--- START Given information ---
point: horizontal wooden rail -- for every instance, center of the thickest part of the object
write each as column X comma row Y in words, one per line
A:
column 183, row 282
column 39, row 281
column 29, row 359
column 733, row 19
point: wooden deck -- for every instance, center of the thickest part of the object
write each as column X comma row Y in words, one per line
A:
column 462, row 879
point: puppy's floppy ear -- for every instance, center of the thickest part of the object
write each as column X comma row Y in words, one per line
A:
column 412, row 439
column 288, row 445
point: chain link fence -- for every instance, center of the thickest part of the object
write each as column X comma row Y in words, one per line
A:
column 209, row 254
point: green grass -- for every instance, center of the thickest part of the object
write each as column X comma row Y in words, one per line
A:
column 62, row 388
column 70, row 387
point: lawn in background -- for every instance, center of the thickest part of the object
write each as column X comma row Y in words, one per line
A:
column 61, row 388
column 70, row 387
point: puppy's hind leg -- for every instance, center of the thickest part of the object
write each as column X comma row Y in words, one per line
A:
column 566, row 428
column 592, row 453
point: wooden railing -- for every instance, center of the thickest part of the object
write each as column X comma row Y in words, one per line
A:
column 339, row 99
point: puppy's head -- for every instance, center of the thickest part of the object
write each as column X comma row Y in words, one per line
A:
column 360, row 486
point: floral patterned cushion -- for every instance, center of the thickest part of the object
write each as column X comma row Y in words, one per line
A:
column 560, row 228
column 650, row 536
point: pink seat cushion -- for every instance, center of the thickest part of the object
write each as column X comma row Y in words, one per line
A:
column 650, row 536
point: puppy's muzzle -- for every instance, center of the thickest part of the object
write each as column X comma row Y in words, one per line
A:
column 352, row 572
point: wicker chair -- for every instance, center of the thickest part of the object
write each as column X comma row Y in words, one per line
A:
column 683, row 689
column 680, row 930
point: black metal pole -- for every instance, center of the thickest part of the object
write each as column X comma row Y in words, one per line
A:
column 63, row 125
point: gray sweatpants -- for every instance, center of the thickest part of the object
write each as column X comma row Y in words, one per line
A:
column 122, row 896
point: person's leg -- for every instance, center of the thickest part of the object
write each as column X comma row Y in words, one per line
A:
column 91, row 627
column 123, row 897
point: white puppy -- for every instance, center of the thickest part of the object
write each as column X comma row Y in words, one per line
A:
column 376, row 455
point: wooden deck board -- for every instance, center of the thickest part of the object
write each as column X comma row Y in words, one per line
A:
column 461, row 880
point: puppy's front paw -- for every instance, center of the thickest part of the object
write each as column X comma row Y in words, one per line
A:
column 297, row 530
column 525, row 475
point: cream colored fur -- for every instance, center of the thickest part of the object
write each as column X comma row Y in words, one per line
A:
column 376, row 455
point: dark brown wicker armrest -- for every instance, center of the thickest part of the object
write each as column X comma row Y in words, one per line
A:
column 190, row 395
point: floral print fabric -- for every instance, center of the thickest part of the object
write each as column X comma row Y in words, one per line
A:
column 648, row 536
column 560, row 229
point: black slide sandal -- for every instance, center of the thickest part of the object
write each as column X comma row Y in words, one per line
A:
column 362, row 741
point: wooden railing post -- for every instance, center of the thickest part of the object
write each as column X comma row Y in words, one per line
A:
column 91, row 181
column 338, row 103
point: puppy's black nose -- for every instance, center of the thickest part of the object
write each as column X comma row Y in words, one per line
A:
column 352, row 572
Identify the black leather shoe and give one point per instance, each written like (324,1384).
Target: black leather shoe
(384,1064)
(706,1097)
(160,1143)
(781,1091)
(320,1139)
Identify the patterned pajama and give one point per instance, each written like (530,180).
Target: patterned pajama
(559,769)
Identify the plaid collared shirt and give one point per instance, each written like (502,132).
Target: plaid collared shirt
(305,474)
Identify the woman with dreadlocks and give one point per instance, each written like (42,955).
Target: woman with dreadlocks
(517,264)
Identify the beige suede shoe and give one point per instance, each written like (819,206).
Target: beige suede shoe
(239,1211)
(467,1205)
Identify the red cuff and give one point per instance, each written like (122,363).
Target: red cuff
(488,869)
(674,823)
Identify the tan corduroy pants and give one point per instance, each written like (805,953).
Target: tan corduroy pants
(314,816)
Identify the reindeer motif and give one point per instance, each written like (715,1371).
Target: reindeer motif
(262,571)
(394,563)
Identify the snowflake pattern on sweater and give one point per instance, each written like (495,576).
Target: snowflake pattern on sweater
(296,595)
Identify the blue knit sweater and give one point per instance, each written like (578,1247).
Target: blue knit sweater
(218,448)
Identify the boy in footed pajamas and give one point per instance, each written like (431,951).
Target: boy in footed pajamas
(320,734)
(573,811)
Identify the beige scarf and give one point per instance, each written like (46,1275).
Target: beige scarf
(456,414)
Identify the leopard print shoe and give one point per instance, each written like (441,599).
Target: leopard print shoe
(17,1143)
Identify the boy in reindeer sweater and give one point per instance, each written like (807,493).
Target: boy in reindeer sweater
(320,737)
--- END Given information ---
Can you rewrite the stretch of the listing from the line containing "point: gray sweatpants" through the line containing "column 122, row 896", putting "joggers" in place of "sweatpants" and keeping everything else the same?

Output below:
point: gray joggers -- for every instance, center of the thickest part of the object
write each as column X comma row Y in words, one per line
A:
column 122, row 896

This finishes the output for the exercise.